» **EXCERPT PROVIDED**

--------------------------------

2. Identification and apportionment of indirect costs when separate books of accounts are not maintained.

Issue-wise Detailed Analysis:

1. Calculation of Indirect Expenditure Related to Exports:

The primary issue was whether the Tribunal was correct in holding that the indirect expenditure related to exports should be calculated based on the ratio of export turnover to total turnover under Section 80HHC, given that the assessee had furnished details of indirect costs identified as pertaining to exports. The assessee, a manufacturer of plastic containers and trader in cosmetic goods, claimed deductions under Section 80HHC for the assessment years 2002-2003, 2003-2004, and 2001-2002. The assessee apportioned Rs. 19.80 crores as indirect costs for exports based on the ratio of export turnover to total turnover. However, the Assessing Officer noted total indirect expenses of Rs. 105.06 crores and contended that these should be apportioned as per Section 80HHC (3)(b) read with explanations (d) and (e). The Officer argued that identifiable indirect costs should not be apportioned but directly allocated to exports.

The Tribunal found that the assessee did not maintain separate books of accounts for export and domestic activities. It noted that the indirect expenses identified by the assessee as not related to exports were accepted by the Assessing Officer. The Tribunal agreed with the Commissioner that without proper books of accounts, the only way to allocate costs was by adopting the ratio of export turnover to total turnover. The Tribunal thus upheld the assessee's method of apportionment.

2. Identification and Apportionment of Indirect Costs:

The second issue was whether the Tribunal was correct in holding that indirect expenditure related to exports should be calculated using the formula under Section 80HHC if regular books of accounts are not maintained. The Revenue argued that the assessee could identify expenses related to the head office, exports, and domestic sales, and therefore, the formula was unnecessary. The assessee countered that it had provided a common data for expenses relatable to exports but not attributable to them.

The Tribunal noted that the assessee had not maintained separate books for exports and trading goods. It pointed out that the expenses of Rs. 4,80,47,714/- and Rs. 3,11,71,438/- were not attributable to exports exclusively but were only relatable to them. The Tribunal held that the formula under Section 80HHC (3)(b) should be applied to apportion indirect costs, as the expenses were not intimately related only to exports. The Tribunal's decision was based on the statutory guidelines provided in Section 80HHC (3)(b), which prescribe the formula for arriving at the profit derived from exports when direct and indirect costs are not identifiable as attributable to the export of such goods.

In conclusion, the High Court upheld the Tribunal's decision, confirming that the indirect costs should be apportioned based on the ratio of export turnover to total turnover as prescribed under Section 80HHC (3)(b). The Court dismissed the Revenue's appeals, finding no justification in their contention that the break-up of expenses provided by the assessee should be taken as direct costs without applying the statutory formula.

--------------------------------

» **REQUESTS**
**a)** Answer these about the Section 80HHC case summary, one line each:
(i) What did the assessee manufacture?
(ii) What amount did the assessee apportion as indirect costs for exports?
(iii) Which court upheld the Tribunal's decision?
**b)** From the Section 80HHC case summary, reproduce the passage starting with "The second issue" and going on through "attributable to them.".

» **STORED ROWS**
--------------------------------

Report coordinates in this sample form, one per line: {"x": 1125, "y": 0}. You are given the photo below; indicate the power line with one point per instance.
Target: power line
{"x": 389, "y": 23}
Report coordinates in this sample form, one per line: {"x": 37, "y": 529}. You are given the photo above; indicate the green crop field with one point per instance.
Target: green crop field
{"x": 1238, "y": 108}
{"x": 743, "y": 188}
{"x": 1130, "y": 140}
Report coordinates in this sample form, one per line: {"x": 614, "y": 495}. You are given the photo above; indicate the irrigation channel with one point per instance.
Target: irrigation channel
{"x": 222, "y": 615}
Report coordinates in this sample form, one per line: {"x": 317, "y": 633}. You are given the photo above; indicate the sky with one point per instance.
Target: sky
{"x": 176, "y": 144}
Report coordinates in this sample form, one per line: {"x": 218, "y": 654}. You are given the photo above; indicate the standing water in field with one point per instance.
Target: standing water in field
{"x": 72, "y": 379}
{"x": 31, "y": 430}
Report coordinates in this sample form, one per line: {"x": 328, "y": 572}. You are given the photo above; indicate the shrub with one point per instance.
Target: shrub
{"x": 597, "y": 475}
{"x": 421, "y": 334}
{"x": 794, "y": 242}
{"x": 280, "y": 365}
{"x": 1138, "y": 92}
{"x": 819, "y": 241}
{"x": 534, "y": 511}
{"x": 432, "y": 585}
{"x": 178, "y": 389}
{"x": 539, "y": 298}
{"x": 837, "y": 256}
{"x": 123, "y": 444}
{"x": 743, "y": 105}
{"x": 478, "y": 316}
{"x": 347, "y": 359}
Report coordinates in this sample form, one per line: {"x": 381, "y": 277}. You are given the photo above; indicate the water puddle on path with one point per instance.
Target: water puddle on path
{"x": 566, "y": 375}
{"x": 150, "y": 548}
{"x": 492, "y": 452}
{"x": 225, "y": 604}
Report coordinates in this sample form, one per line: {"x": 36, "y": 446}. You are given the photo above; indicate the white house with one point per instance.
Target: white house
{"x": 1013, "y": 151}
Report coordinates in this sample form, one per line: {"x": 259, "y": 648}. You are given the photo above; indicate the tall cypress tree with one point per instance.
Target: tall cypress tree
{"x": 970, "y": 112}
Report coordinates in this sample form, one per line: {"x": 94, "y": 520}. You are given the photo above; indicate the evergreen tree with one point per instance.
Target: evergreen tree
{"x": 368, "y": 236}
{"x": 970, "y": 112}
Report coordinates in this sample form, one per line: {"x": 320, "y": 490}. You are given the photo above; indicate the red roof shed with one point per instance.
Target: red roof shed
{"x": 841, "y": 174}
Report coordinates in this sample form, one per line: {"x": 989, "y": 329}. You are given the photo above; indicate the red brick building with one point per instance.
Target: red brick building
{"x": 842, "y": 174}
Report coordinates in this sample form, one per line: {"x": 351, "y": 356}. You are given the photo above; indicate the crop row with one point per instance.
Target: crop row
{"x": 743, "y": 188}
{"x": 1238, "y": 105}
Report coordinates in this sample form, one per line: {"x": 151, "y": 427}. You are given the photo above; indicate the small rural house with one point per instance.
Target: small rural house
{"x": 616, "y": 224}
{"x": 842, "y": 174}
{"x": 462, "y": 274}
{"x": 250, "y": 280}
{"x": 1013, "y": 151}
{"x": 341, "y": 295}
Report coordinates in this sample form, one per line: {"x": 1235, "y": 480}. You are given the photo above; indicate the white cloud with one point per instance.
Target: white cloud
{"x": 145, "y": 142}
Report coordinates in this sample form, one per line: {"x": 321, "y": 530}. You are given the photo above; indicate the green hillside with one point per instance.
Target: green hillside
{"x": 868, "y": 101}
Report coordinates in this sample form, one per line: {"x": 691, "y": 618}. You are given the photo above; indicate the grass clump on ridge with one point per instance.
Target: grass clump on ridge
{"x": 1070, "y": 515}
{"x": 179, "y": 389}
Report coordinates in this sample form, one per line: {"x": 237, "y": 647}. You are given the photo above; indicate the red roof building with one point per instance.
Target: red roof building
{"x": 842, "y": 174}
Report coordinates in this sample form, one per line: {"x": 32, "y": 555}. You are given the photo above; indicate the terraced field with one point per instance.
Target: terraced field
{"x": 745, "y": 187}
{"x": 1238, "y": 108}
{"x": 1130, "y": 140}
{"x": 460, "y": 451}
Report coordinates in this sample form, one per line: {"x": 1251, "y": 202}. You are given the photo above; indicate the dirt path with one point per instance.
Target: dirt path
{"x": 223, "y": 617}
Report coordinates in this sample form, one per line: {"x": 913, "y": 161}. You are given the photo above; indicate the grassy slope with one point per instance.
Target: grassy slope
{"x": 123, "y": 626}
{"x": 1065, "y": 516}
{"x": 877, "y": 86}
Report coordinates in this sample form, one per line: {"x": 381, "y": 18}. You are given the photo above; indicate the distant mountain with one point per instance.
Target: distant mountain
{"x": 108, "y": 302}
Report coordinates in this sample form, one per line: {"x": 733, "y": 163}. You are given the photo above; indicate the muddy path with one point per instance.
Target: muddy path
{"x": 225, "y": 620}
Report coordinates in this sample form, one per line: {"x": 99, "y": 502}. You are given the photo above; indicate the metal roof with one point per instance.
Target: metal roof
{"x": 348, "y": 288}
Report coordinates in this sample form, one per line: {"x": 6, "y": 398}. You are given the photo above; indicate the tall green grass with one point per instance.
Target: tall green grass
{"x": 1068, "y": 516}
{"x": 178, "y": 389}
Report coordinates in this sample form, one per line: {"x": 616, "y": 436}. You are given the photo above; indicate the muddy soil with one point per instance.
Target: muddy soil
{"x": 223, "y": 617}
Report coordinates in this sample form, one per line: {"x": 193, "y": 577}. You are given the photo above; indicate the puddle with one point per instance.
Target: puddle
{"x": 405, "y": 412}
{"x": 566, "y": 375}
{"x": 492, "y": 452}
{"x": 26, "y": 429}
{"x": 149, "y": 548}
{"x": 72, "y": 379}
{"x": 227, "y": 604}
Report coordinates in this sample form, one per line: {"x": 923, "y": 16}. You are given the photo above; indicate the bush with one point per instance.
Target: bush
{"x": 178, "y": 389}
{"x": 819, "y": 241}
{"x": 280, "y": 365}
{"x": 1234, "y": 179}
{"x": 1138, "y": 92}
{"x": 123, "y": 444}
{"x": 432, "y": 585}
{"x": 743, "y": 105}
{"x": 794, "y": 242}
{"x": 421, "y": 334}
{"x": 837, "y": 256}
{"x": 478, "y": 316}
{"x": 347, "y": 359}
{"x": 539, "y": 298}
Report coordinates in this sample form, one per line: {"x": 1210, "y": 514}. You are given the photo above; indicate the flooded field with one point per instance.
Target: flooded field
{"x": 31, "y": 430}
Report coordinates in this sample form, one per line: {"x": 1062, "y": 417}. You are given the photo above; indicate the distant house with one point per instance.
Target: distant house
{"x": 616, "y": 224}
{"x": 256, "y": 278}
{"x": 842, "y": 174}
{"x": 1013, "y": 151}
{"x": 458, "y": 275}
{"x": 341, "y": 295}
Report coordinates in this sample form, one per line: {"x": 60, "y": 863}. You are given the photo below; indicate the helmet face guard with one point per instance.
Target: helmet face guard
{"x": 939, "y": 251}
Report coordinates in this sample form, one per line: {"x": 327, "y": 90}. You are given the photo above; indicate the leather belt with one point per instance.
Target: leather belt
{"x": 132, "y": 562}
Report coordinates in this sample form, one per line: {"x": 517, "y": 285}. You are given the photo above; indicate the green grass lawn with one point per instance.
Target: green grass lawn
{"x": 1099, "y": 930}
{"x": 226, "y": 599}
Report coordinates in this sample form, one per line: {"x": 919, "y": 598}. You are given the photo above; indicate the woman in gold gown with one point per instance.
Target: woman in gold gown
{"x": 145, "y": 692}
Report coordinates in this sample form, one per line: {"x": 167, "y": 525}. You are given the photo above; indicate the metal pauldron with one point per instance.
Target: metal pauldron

--------------------------------

» **SOLUTIONS PER TASK**
**a)**
(i) Plastic containers.
(ii) Rs. 19.80 crores.
(iii) The High Court.

**b)**
The second issue was whether the Tribunal was correct in holding that indirect expenditure related to exports should be calculated using the formula under Section 80HHC if regular books of accounts are not maintained. The Revenue argued that the assessee could identify expenses related to the head office, exports, and domestic sales, and therefore, the formula was unnecessary. The assessee countered that it had provided a common data for expenses relatable to exports but not attributable to them.